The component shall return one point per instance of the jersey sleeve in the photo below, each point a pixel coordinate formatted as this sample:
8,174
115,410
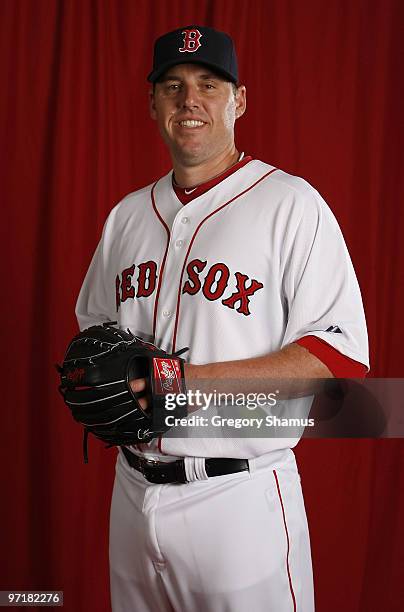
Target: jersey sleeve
94,304
320,287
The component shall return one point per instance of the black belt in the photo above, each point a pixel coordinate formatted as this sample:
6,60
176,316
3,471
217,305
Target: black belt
161,473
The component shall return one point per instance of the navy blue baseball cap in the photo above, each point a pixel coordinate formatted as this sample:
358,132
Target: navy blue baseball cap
198,45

____________________

Rewrite all of the data above, substituting "system" for every "component" and changing nothing else. Leave out the pictures.

→ **RESPONSE**:
The system shall return one point per instance of the jersey sleeve in the photo below, each point a pixel coordinate formatted as this sample:
8,174
115,410
Target: jersey sleeve
94,304
320,287
The system shall return one point per instance of the black belt in the photo above, each point a pixel coordinate formatted as this sample:
6,60
176,316
3,471
217,305
Target: black belt
161,473
The system shall return one point per instance of the navy blue baseball cap in the photo above, each point a pixel coordinate formatted as this sample:
358,132
Target: navy blue baseball cap
198,45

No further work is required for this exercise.